### Problem details:
Output the listing exactly, without its pictures.
*** Raw data Section Begins ***
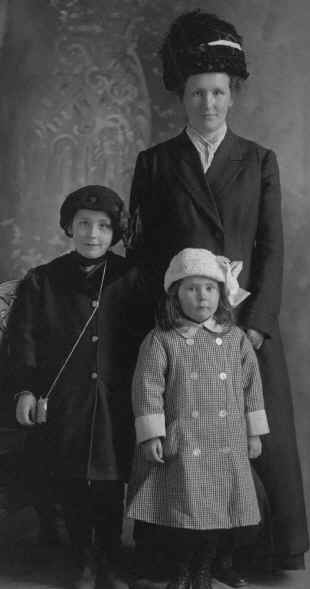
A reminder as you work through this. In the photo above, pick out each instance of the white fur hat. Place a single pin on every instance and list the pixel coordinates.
(201, 262)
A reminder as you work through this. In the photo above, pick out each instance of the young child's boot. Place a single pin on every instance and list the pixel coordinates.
(202, 568)
(87, 571)
(224, 572)
(182, 579)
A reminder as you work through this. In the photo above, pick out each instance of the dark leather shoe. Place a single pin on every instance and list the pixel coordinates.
(87, 579)
(182, 579)
(202, 578)
(229, 576)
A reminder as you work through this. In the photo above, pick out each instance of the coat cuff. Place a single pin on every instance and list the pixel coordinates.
(150, 426)
(257, 424)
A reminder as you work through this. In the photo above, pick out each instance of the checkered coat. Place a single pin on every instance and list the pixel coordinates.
(201, 391)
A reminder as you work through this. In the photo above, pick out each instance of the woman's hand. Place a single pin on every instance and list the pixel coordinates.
(26, 408)
(254, 447)
(256, 338)
(153, 450)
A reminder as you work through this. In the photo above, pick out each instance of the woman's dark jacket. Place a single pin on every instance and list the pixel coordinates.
(233, 210)
(89, 430)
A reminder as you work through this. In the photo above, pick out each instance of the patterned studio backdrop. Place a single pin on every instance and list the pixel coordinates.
(81, 94)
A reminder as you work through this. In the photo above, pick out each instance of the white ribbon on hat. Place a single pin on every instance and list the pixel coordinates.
(235, 294)
(226, 44)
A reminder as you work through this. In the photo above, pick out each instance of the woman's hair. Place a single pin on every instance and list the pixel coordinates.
(170, 315)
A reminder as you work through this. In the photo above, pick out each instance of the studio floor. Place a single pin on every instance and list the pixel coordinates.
(25, 565)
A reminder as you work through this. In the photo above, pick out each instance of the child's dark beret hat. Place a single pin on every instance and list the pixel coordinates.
(198, 42)
(95, 198)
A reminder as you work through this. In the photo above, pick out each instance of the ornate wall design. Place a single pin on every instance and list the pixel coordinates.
(82, 119)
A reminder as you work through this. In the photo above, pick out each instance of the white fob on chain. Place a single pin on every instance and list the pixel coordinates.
(41, 416)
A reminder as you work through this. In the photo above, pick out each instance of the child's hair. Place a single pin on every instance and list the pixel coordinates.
(170, 314)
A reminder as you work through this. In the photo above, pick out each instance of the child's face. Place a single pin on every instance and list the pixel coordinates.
(199, 297)
(92, 233)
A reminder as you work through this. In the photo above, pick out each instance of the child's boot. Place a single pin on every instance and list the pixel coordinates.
(108, 575)
(182, 579)
(224, 572)
(87, 570)
(202, 567)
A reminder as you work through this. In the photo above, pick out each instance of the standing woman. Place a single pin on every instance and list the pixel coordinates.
(209, 188)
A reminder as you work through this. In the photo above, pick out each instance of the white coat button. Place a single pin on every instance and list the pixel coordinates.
(223, 413)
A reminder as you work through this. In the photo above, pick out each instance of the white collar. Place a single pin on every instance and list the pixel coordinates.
(189, 328)
(212, 140)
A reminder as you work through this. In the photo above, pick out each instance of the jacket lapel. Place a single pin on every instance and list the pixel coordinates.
(188, 170)
(226, 165)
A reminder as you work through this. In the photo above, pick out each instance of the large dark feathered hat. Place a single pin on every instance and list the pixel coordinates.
(95, 198)
(199, 42)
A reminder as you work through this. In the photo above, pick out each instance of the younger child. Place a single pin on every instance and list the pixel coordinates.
(199, 414)
(67, 335)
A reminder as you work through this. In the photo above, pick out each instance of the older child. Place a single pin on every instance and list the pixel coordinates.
(68, 341)
(199, 415)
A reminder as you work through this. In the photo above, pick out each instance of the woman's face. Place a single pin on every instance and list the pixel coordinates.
(199, 297)
(92, 233)
(207, 99)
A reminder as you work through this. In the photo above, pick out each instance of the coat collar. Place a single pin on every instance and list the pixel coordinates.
(226, 165)
(188, 170)
(189, 329)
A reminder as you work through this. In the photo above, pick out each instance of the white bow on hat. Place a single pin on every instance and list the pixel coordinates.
(201, 262)
(235, 294)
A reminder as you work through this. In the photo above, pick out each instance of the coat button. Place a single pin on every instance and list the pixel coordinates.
(194, 375)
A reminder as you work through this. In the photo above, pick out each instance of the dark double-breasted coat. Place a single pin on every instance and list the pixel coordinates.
(233, 210)
(89, 427)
*** Raw data Section Ends ***
### Written reply:
A reminder as you work through this. In the photo above, pick out each instance of the white fur hat. Place a single pin on every instance and list the pixel coordinates.
(201, 262)
A reminder as you work through this. In the photo above, pick out each instance of the young child's boot. Place a single pin on every instance and list the pixel coordinates.
(202, 568)
(87, 571)
(224, 572)
(182, 579)
A reminder as you work through this. In the photo above, pick out each instance of the dark leather shoe. Place a single pin on every instance and list the pixel coordinates.
(87, 579)
(182, 579)
(202, 578)
(229, 576)
A reminder as you work through this. In the photo above, pick out each instance of the coat cuff. Place a single pin on every instance and list the pixel coordinates.
(150, 426)
(257, 424)
A reminder as you work through this. In the photo above, pick out each instance of the checkered coat. Place a single pin on every instance and list the pixel coordinates.
(201, 391)
A reminder as you work through this. In the photo above, pick out each instance of the woman's hand. Place a single pin on every instance and list the pixel coordinates.
(26, 408)
(254, 447)
(256, 338)
(153, 450)
A reminder as you work through this. In the photo above, pick out each instance of the woman's dark jacket. Place a single pin on every instance and list the pixel coordinates.
(233, 210)
(89, 430)
A reminder as you work through this. In the photo above, pick out each instance of the patterned studio backdrop. Place a single pin on every instance and list the pixel coordinates.
(81, 94)
A reminder as you work through this. In the photo above, pick out each instance of the white ribbon on hat. Place a single pin on every instance and list the pixel coordinates.
(235, 294)
(226, 44)
A reminder as you work through this. In the photo above, pick out each instance of the woman's hair. Place a single pin on every instance and list the pixel coordinates.
(170, 315)
A reminder as you work through this. In the photo above, pick out each instance of the studio floor. Place a single pin on every instance and list the pixel coordinates.
(25, 565)
A reminder as you work through this. In the photo above, pick out each instance of the child's dark beret hat. Place a single pin on every instance and list the pixel coordinates.
(198, 42)
(95, 198)
A reminder as you work through this. In the photo above, pick out each instance of the ornate wall design. Place a single pin on every instance and list the pixel coordinates.
(82, 119)
A reminder as you work through this. In the photo above, pick out each instance of the white fob on chain. Place a single pin on every instance and list the pixel coordinates.
(41, 416)
A reminder as you work through this. In the photo above, pick out each instance of the child's hair. Place a single pin on every instance and list the pixel coordinates.
(170, 314)
A reminder as you work through this. In the photo above, pick out each instance of the child's face. Place a single pin on every instance and list the pixel coordinates.
(199, 297)
(92, 233)
A reminder as you work through this. In the photo above, pick out each instance of the child's boot. Place a single pin on every instance and list the pixel coordinates.
(108, 575)
(182, 579)
(224, 572)
(87, 570)
(202, 567)
A reminder as you work through this. In the photo above, pick out each instance of the standing woman. Place a single pin on every instance and list the pixel coordinates.
(209, 188)
A reminder as you work through this. In the photo above, pick out each instance of the white coat button. Place a single pin on every instance and list the pixel coordinates.
(223, 413)
A reminder as you work through this. In the photo above, pick out each instance of the white collar. Place a single pin on every instance and list the pixel coordinates.
(189, 328)
(212, 140)
A reminder as you work through this. In the photo above, pick out each instance of the jacket lapel. Place a single pin on every instance and list the pixel coordinates.
(188, 170)
(226, 165)
A reminder as you work through this. In the photo above, pick out each instance of the large dark feathered hat. Place a single pin on every instance and list the pixel coordinates.
(95, 198)
(199, 42)
A reminder as you work through this. In the photo above, pick out each instance of the younger child. Place a single pin on every instance and list the pixel coordinates.
(199, 414)
(67, 335)
A reminder as you work through this. In the photo above, pick out each instance of the older child. Place a single pin on every instance and list the pixel coordinates.
(68, 341)
(199, 415)
A reminder as you work through this. In the photo above, pick out each instance of the woman's face. Place a single pin on every instance and list the pixel coordinates.
(199, 297)
(92, 233)
(207, 99)
A reminder as you work through this. In the photo above, pick out each instance of the coat collar. Place a single pin on every instance and list the pixel coordinates.
(226, 165)
(188, 170)
(189, 329)
A reminder as you work through this. In the photo above, pick out each instance of the white bow on hat. Place a single pin on every instance and list the pixel coordinates.
(201, 262)
(235, 294)
A reminder as you work through this. In the photo above, pick out each instance of the coat button. Place a single pin on every instance and list the pixel coordinates.
(194, 375)
A reminder as you work through this. In the photo above, pick out each instance of the dark double-breasted coat. Place a single pin on every instance and list the pixel coordinates.
(233, 210)
(89, 427)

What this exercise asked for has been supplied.